Enumera todas las líneas de los ítems de abajo en las que aparezca la palabra "strap" y cópialas completas.

::::::::

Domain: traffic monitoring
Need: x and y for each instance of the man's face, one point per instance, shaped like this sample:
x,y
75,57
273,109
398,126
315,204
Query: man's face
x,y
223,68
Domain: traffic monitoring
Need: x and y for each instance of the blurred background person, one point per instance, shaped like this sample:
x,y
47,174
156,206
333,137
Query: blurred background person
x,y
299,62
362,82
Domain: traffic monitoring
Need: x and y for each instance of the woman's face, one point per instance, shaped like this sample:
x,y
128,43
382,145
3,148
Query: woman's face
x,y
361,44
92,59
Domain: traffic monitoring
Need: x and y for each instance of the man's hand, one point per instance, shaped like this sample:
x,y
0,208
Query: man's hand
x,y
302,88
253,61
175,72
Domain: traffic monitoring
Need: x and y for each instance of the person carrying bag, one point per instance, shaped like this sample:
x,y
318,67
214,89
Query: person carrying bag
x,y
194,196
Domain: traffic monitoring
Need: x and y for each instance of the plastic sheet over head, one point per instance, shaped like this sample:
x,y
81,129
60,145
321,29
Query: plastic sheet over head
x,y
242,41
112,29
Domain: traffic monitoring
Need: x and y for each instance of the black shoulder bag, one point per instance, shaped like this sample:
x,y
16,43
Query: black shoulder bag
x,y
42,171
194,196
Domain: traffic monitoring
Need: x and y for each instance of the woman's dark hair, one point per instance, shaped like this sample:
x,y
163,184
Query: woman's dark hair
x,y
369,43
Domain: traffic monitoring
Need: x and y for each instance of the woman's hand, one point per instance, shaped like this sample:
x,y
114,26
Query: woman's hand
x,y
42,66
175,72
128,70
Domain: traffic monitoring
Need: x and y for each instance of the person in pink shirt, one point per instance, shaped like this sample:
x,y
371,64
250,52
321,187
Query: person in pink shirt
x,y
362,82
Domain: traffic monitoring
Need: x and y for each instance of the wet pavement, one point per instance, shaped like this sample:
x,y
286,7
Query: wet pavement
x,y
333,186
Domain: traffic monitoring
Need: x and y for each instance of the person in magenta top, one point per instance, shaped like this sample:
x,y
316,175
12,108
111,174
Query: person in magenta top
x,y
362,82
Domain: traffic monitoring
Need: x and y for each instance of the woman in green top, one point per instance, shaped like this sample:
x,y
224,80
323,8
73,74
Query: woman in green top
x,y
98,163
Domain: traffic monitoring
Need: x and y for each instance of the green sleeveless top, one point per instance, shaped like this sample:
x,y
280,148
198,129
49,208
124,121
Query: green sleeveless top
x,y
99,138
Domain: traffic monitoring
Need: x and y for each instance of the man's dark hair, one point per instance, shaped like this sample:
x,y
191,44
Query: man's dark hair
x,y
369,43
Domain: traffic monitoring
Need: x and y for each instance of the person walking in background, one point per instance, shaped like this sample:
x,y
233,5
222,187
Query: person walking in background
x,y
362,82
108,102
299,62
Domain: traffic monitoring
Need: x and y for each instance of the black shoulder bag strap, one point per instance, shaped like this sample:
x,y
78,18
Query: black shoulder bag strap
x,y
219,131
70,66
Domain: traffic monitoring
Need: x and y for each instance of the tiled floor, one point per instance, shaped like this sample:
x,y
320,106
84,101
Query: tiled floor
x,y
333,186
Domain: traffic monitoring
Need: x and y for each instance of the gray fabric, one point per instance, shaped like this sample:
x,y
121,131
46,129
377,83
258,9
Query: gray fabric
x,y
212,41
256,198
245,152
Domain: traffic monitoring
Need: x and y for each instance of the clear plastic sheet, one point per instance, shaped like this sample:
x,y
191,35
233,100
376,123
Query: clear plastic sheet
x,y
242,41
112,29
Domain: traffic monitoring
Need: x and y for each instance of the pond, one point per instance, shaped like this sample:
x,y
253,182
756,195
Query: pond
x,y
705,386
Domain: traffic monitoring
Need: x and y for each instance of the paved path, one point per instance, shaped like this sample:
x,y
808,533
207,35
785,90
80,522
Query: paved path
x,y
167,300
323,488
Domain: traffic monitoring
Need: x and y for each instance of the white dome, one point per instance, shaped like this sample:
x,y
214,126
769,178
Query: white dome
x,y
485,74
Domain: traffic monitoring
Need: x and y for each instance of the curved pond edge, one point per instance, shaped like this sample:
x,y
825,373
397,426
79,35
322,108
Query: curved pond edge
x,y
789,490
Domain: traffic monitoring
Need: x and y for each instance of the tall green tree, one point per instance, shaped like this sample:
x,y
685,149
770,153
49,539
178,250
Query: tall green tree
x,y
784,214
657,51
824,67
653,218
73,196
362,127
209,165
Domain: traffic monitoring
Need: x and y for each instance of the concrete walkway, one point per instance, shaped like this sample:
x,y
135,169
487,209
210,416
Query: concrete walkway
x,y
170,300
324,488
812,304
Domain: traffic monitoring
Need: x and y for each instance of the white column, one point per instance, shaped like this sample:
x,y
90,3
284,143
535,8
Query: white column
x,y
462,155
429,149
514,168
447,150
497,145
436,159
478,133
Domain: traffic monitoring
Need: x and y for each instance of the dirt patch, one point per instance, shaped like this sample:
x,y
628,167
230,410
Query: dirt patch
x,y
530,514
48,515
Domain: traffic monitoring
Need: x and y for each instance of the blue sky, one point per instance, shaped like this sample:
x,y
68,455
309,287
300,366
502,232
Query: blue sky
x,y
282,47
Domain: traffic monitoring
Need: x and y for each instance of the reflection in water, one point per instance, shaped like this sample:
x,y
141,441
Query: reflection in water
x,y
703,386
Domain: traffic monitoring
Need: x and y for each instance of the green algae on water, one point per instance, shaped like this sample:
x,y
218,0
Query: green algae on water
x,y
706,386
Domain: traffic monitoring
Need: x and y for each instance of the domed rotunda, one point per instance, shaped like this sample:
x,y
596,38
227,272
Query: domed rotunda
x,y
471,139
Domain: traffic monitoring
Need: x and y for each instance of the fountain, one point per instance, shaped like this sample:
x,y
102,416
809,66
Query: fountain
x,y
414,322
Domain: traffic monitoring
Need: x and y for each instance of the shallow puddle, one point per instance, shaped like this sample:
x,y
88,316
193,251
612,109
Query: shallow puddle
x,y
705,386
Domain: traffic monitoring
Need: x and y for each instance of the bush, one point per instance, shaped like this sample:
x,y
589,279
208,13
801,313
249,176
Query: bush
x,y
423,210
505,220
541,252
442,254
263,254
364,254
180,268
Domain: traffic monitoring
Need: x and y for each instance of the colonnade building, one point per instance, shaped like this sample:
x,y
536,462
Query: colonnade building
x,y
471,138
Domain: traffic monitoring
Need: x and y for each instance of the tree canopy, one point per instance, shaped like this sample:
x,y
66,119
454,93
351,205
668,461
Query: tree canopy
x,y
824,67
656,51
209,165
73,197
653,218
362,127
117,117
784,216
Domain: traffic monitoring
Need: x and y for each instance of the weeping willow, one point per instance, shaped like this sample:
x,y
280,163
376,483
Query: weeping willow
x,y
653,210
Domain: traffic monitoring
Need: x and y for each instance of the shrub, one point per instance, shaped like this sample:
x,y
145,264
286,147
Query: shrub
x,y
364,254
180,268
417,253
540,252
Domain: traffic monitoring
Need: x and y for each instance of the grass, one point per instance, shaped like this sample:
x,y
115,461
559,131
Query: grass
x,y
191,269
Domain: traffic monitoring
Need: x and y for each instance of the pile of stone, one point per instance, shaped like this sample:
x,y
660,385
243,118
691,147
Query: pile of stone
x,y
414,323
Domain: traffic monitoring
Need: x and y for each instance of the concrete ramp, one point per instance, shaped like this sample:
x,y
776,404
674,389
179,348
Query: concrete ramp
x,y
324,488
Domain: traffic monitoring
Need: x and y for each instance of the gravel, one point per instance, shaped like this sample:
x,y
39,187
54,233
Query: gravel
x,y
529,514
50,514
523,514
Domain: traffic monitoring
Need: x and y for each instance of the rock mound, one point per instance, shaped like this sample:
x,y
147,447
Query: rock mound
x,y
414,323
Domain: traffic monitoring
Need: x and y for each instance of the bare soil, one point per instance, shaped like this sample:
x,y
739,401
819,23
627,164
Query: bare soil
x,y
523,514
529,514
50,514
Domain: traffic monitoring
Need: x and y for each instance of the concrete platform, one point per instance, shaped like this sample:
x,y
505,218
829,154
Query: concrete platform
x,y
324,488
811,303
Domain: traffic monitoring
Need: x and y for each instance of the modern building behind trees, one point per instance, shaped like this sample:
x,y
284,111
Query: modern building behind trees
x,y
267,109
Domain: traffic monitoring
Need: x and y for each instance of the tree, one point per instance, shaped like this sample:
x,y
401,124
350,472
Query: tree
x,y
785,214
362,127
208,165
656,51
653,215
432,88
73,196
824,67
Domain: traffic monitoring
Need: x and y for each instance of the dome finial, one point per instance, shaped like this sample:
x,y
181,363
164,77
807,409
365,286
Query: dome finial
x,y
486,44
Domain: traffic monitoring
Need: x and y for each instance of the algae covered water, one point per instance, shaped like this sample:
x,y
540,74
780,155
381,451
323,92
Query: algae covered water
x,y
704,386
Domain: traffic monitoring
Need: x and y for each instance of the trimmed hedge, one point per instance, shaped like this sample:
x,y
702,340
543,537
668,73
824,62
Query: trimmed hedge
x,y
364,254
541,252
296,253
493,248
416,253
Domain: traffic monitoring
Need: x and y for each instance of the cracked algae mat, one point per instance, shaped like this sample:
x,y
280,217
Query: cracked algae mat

::::::::

Respuesta ->
Need: x and y for each instance of the black shoulder bag strap, one point per instance, shaped like this sample:
Query: black shoulder bag strap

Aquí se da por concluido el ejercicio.